Samstag, 31. Juli 2010

Mordsrenditen aus maroden Buden

Die einen bauen und verkaufen mit großem Aufwand Millionen hochwertiger Kraftwagen, die anderen forschen angestrengt nach neuen Medikamenten und drehen Milliarden Pillen, die nächsten beliefern die ganze Welt mit einmalig grandiosen deutschen Werkzeugmaschinen. Und alle, ja, alle träumen sie immerzu von zweistelligen Umsatzrenditen und leicht verdienten Gebirgen von Geld, um "gierige Manager" (Sigmar Gabriel) und nimmersatte "Kuponschneider" (Karl Marx) endlich einmal ruhig zu stellen.

Allein, es gelingt ihnen nicht. Der große Lkw-Hersteller Man etwa kommt trotz ausgerufenem Krisenende auf eine magere Umsatzrendite von sechs Prozent, der Autozulieferer Conti auf acht, Daimler Benz trotz boomender Verkäufe auf fünf, Edeka auf nicht einmal vier, Aldi Nord gar nur auf drei.

····················

_ZUR AUFGABE_
Können Sie aus dem Seitenauszug über Umsatzrenditen die Stelle wortgetreu abschreiben, die bei den Worten "Mordsrenditen aus maroden" beginnt und nach "ruhig zu stellen." aufhört?

····················

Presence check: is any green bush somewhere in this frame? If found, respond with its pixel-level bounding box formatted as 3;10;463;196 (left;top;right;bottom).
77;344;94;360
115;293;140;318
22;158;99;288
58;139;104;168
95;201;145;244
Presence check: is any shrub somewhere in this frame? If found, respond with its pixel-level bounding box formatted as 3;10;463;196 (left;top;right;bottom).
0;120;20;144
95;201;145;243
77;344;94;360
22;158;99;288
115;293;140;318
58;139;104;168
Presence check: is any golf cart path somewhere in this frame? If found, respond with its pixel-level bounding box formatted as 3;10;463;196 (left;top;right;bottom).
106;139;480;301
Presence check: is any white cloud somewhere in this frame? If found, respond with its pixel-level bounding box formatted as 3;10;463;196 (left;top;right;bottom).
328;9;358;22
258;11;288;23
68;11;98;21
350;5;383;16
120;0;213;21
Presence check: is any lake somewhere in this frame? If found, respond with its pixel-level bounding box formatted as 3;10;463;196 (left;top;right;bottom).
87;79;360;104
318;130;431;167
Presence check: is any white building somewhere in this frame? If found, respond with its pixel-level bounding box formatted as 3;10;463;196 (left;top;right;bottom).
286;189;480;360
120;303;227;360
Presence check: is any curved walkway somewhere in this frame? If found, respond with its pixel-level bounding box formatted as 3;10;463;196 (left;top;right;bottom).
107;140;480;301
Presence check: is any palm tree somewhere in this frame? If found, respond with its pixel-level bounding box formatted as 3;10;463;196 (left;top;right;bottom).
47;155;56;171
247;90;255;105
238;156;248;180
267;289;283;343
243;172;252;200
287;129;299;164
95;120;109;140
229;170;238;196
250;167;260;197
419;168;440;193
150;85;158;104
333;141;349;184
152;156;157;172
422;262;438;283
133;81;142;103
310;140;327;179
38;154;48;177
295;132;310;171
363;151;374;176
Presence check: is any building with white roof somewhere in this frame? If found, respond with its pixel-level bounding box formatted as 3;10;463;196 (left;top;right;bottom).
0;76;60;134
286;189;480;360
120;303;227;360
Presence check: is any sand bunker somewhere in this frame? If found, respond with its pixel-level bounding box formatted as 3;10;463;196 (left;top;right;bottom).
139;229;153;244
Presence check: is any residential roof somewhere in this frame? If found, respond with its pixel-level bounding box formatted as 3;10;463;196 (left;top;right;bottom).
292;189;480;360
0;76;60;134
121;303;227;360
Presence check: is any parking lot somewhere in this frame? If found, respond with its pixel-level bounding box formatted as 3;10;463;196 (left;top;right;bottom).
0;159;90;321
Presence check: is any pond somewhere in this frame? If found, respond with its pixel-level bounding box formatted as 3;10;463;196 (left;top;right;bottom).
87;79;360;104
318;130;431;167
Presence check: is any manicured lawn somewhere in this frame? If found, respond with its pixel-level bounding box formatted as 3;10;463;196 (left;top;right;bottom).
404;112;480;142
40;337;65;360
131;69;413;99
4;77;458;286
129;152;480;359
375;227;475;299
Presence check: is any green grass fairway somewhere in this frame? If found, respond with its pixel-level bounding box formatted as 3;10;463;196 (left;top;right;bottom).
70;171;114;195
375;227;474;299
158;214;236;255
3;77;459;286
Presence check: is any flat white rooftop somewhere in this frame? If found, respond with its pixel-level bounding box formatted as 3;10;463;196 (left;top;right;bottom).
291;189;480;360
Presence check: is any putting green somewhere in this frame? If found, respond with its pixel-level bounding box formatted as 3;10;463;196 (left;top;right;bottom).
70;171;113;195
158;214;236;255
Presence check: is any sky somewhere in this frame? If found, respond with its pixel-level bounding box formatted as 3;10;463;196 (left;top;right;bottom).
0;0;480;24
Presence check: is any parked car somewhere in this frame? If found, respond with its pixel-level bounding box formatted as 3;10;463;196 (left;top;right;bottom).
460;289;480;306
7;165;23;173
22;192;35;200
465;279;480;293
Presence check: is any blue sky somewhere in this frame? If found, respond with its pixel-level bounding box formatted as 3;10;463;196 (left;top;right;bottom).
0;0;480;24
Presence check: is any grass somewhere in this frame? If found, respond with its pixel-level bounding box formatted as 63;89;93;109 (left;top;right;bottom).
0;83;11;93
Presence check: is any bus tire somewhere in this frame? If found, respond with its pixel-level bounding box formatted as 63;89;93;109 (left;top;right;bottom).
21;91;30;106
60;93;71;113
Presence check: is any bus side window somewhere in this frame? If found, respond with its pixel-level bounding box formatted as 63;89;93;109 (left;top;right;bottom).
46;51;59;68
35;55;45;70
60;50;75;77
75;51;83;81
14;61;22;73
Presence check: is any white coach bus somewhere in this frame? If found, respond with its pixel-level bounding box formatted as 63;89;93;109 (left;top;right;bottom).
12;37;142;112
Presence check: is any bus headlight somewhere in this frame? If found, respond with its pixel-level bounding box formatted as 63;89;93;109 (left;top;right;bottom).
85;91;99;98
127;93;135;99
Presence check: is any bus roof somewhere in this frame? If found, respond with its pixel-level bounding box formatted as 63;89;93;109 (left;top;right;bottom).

····················

_FERTIGE LÖSUNG_
Mordsrenditen aus maroden Buden

Die einen bauen und verkaufen mit großem Aufwand Millionen hochwertiger Kraftwagen, die anderen forschen angestrengt nach neuen Medikamenten und drehen Milliarden Pillen, die nächsten beliefern die ganze Welt mit einmalig grandiosen deutschen Werkzeugmaschinen. Und alle, ja, alle träumen sie immerzu von zweistelligen Umsatzrenditen und leicht verdienten Gebirgen von Geld, um "gierige Manager" (Sigmar Gabriel) und nimmersatte "Kuponschneider" (Karl Marx) endlich einmal ruhig zu stellen.